I see that you have had a call before to the conflict-of-interest noticeboard, posted on this talkpage above. I have to ask you: are your edits to Danny L. Diaz and other GOP related people compensated in any way? Are you aware of Wikipedia's terms of service requirements of disclosure outlined at WP:PAID and that recent decisions have clarified "compensated" to include things like endorsements and exchanges of publicity? ☆ Bri (talk) 00:55, 18 January 2018 (UTC)[reply]

Thank you for your question, Bri. The answer is -- absolutely not. No compensation of any kind - everything is fact-based and cited, and these people long ago passerd the Notabiulity threshold. I created pages for Diaz, Ahearn, Poitevint and Bennecke - years ago - because they were and remain important if underappreciated political figures, and (per guidelines on encyclopedic content) included FAILURES, LOSSES and MISTAKES, as well as successes. This is especially true of the Finkelstein and Pizzella pages, to which I contributed but did not create. The Finkelstein page in particular has been a major project -- the Wiki page is absolutely the only comprehensive review of Finkelstein's long career, and 220+ cites speak for themselves, with many controversies duly noted and discussed. My background and training is in journalism, and we learned standards there.
----------
GIVEN INSTRUCTION: Write out, word for word, the part of the talk page exchange above that opens with the words containing "Thank you for" and closes with "learned standards there.".

Saved entries:
----------
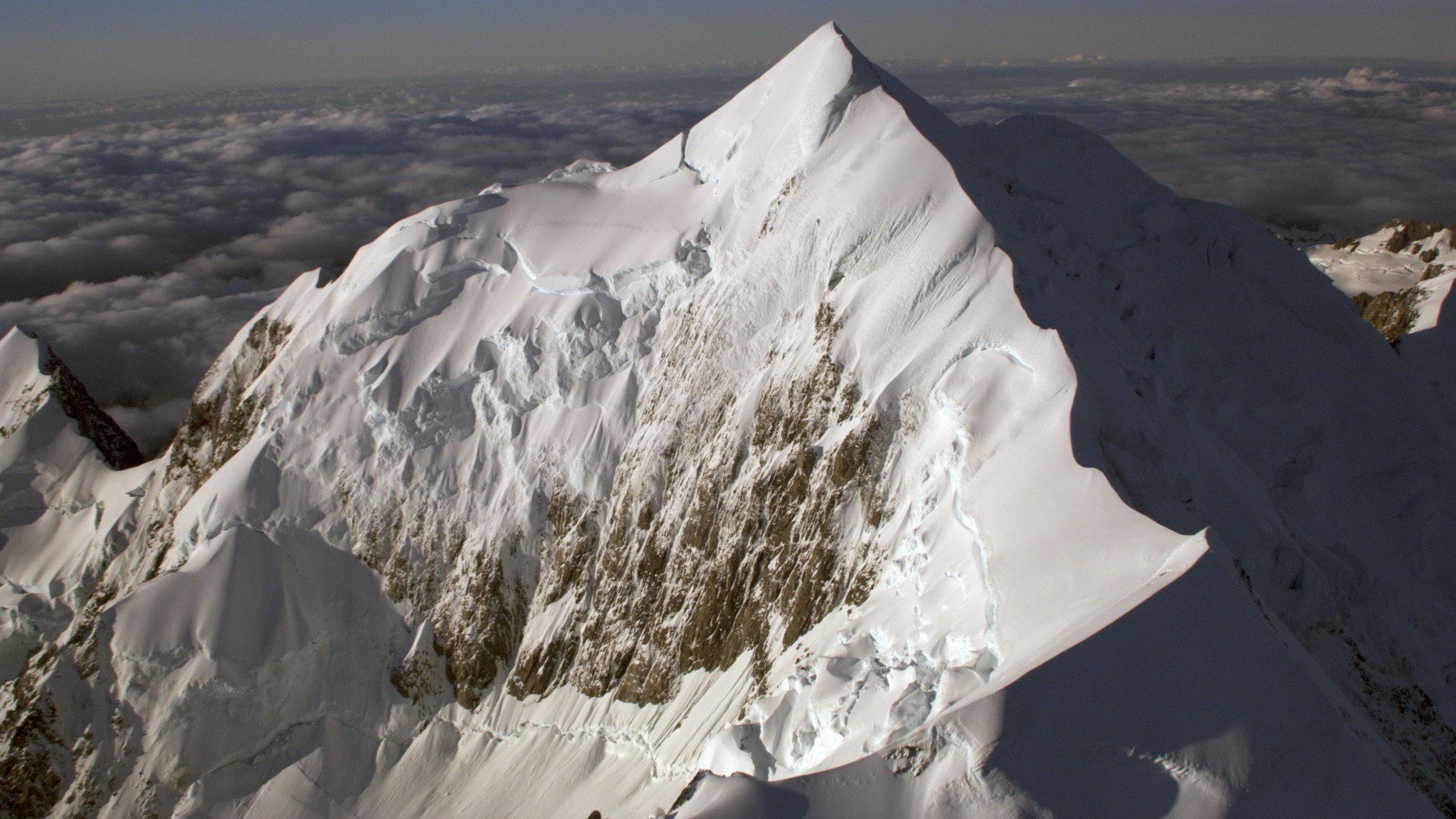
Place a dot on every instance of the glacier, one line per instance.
(830, 461)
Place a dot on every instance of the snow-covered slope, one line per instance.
(811, 447)
(1401, 278)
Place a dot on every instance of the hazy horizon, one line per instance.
(89, 49)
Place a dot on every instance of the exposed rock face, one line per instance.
(114, 445)
(792, 447)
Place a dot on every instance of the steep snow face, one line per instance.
(752, 457)
(1401, 279)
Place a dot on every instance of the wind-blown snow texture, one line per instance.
(823, 445)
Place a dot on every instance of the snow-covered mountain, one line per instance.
(830, 461)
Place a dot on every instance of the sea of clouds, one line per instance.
(139, 235)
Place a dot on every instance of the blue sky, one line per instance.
(99, 47)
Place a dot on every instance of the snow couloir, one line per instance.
(821, 447)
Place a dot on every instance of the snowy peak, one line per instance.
(797, 445)
(34, 373)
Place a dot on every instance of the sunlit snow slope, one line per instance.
(823, 447)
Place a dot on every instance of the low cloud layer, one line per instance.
(140, 235)
(1350, 150)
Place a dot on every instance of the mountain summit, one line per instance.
(830, 461)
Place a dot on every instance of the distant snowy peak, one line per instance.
(34, 376)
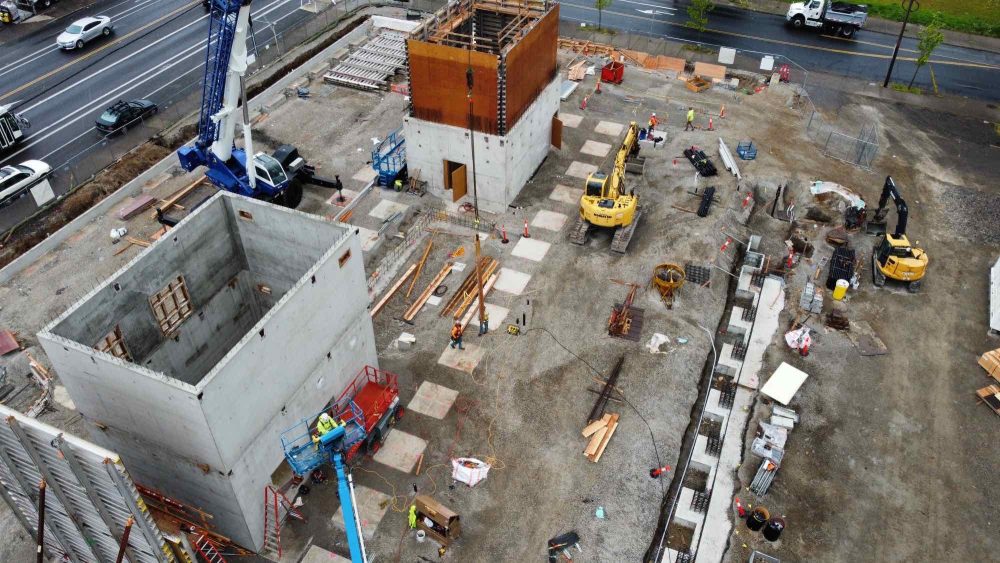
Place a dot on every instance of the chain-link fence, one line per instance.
(753, 67)
(275, 39)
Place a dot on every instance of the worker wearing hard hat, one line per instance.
(326, 424)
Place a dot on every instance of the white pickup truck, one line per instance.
(839, 18)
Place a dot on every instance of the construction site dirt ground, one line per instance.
(887, 443)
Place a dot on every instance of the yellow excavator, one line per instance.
(605, 202)
(894, 257)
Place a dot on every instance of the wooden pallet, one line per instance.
(990, 361)
(991, 396)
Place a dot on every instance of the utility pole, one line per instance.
(892, 62)
(475, 194)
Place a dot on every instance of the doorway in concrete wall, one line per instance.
(454, 179)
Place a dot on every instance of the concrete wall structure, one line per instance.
(510, 47)
(279, 326)
(503, 164)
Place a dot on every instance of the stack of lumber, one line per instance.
(466, 292)
(419, 303)
(600, 432)
(990, 361)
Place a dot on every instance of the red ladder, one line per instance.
(208, 549)
(277, 507)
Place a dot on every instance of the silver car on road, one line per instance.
(82, 31)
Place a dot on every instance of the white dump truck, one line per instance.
(839, 18)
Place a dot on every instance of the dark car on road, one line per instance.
(119, 117)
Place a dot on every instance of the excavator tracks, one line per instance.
(578, 232)
(619, 244)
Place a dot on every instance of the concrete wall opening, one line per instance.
(455, 179)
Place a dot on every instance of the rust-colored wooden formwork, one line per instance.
(438, 90)
(531, 66)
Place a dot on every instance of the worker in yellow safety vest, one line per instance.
(689, 126)
(326, 424)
----------
FINAL ANSWER:
Thank you for your question, Bri. The answer is -- absolutely not. No compensation of any kind - everything is fact-based and cited, and these people long ago passerd the Notabiulity threshold. I created pages for Diaz, Ahearn, Poitevint and Bennecke - years ago - because they were and remain important if underappreciated political figures, and (per guidelines on encyclopedic content) included FAILURES, LOSSES and MISTAKES, as well as successes. This is especially true of the Finkelstein and Pizzella pages, to which I contributed but did not create. The Finkelstein page in particular has been a major project -- the Wiki page is absolutely the only comprehensive review of Finkelstein's long career, and 220+ cites speak for themselves, with many controversies duly noted and discussed. My background and training is in journalism, and we learned standards there.